[Start of section]
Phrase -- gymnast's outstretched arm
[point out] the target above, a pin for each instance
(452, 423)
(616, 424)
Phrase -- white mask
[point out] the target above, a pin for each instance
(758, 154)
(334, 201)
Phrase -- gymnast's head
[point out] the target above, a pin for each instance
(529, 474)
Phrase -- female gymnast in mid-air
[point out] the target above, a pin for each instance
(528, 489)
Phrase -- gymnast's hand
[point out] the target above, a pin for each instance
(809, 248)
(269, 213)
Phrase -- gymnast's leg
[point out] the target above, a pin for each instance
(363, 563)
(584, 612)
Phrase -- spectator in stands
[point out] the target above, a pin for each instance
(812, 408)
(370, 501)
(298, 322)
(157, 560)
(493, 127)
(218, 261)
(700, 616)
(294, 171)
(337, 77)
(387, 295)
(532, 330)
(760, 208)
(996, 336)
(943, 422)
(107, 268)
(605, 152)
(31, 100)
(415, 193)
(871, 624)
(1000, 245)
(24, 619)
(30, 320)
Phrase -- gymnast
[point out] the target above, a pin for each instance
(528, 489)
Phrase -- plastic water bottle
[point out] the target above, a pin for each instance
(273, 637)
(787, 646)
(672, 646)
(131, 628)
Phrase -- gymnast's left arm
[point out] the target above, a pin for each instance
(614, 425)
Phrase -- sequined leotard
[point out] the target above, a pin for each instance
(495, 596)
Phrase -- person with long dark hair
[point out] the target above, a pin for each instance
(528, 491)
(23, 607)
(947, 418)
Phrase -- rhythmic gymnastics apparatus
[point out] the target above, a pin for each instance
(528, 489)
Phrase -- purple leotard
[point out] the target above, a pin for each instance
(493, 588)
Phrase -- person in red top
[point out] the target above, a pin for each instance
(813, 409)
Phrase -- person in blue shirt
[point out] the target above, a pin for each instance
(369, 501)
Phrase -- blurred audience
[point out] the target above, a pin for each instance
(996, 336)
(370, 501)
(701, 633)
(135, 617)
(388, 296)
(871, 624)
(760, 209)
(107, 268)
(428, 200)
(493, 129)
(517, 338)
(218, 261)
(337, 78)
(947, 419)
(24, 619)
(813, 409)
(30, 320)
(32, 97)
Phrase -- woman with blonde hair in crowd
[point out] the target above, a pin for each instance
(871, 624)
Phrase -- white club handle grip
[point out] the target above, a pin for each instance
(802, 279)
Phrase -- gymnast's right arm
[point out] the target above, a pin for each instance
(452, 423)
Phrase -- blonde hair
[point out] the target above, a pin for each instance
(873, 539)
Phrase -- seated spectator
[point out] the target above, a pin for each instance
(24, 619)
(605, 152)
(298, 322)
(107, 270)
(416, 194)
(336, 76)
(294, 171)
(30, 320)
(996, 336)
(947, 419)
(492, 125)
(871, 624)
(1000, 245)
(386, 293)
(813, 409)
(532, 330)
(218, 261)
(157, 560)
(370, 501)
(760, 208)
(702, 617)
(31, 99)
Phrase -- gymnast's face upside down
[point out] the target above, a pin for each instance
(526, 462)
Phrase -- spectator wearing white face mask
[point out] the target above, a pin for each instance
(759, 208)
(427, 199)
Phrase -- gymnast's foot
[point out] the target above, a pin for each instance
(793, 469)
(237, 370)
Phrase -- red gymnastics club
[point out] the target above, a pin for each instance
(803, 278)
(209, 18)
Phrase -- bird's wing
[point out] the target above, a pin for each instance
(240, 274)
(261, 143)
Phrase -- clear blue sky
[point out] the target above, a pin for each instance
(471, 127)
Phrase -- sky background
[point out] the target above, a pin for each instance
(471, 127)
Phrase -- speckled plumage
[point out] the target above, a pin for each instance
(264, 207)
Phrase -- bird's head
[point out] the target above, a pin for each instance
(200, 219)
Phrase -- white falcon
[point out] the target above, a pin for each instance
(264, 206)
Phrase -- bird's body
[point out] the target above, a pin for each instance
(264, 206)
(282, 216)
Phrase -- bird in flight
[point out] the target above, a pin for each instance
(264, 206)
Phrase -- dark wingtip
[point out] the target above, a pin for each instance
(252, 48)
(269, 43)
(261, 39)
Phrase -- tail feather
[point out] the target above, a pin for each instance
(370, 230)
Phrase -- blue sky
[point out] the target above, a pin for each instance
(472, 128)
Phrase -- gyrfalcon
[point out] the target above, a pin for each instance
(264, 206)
[End of section]
# [Problem statement]
All of the data must be written out again, exactly as it stands.

# [Task result]
Phrase -- gymnast's outstretched arm
[point out] the target above, a pin for each instance
(452, 423)
(616, 424)
Phrase -- white mask
[point out] the target above, a pin for each instance
(758, 154)
(334, 201)
Phrase -- gymnast's head
[point out] the target above, a pin for each instance
(529, 474)
Phrase -- female gymnast in mid-air
[point out] the target above, a pin for each instance
(528, 489)
Phrase -- gymnast's hand
[point out] the target above, a pin for each instance
(809, 248)
(269, 213)
Phrase -- gymnast's leg
[point out] the target above, a pin for each instance
(363, 563)
(584, 612)
Phrase -- spectator in stands
[point out] the target above, a pin for each instance
(812, 408)
(370, 501)
(298, 322)
(157, 560)
(493, 127)
(218, 261)
(700, 616)
(294, 171)
(337, 77)
(387, 295)
(532, 330)
(760, 208)
(996, 336)
(943, 422)
(107, 268)
(605, 152)
(31, 100)
(415, 193)
(871, 624)
(1000, 245)
(24, 619)
(30, 320)
Phrase -- gymnast
[point out] the target above, a pin for each instance
(528, 489)
Phrase -- plastic water bottle
[point out] the target above, a pin for each instance
(273, 637)
(787, 646)
(672, 646)
(131, 628)
Phrase -- gymnast's left arm
[point out] the target above, a pin for each instance
(614, 425)
Phrase -- sequined leotard
[point out] the target above, a pin for each instance
(495, 596)
Phrase -- person with long dark hair
[point out] the target above, a pin for each instance
(528, 491)
(23, 607)
(947, 418)
Phrase -- rhythmic gymnastics apparatus
[point out] the target above, a pin for each instance
(528, 489)
Phrase -- purple leotard
[point out] the target above, a pin for each instance
(493, 588)
Phrase -- person in red top
[point out] the target above, a pin for each instance
(813, 409)
Phrase -- person in blue shirt
[point out] the target above, a pin for each instance
(369, 501)
Phrase -- blurred audience
[point out] the target above, a pin for each instance
(996, 336)
(370, 501)
(701, 633)
(135, 617)
(388, 296)
(871, 624)
(760, 209)
(107, 268)
(428, 200)
(493, 129)
(517, 338)
(218, 261)
(337, 78)
(947, 419)
(24, 619)
(813, 409)
(30, 320)
(32, 97)
Phrase -- woman with blonde hair in crowd
[point out] the target above, a pin for each instance
(871, 624)
Phrase -- white club handle grip
[point out] the target above, a pin for each instance
(802, 279)
Phrase -- gymnast's right arm
[point out] the target above, a pin for each instance
(452, 423)
Phrase -- blonde hair
[point out] the target above, a pin for each instance
(873, 539)
Phrase -- seated spectator
[point out] the target above, a pin for each instance
(24, 619)
(605, 152)
(298, 322)
(107, 270)
(416, 194)
(336, 76)
(294, 171)
(30, 320)
(996, 336)
(947, 419)
(492, 125)
(871, 624)
(1000, 245)
(386, 293)
(813, 409)
(532, 330)
(218, 261)
(157, 560)
(370, 501)
(760, 208)
(702, 617)
(31, 99)
Phrase -- gymnast's face upside down
[point out] the target above, a pin for each instance
(526, 462)
Phrase -- spectator wearing white face mask
[point out] the target above, a pin for each instance
(759, 208)
(427, 199)
Phrase -- gymnast's foot
[point out] the target above, a pin for each instance
(793, 469)
(237, 370)
Phrase -- red gymnastics club
[point out] the target above, a pin for each instance
(803, 278)
(209, 18)
Phrase -- bird's wing
[point out] the target above, a pin for each instance
(240, 274)
(261, 143)
Phrase -- clear blue sky
[point out] the target above, a pin for each instance
(471, 127)
Phrase -- sky background
[point out] the target above, a pin for each instance
(471, 127)
Phrase -- speckled plumage
[point out] the target above, a pin for each instance
(264, 207)
Phrase -- bird's head
[point out] the target above, a pin for each instance
(200, 219)
Phrase -- white falcon
[point out] the target above, a pin for each instance
(264, 206)
Phrase -- bird's body
[point out] the target above, a pin for each instance
(264, 206)
(282, 216)
Phrase -- bird in flight
[point out] the target above, a pin for each instance
(264, 206)
Phrase -- dark wingtip
[point out] the target above, a pin for each instance
(252, 48)
(269, 43)
(261, 39)
Phrase -- tail feather
[point out] the target above, a pin for each instance
(370, 230)
Phrase -- blue sky
[point out] the target above, a pin for each instance
(472, 128)
Phrase -- gyrfalcon
[point out] the target above, a pin for each instance
(264, 206)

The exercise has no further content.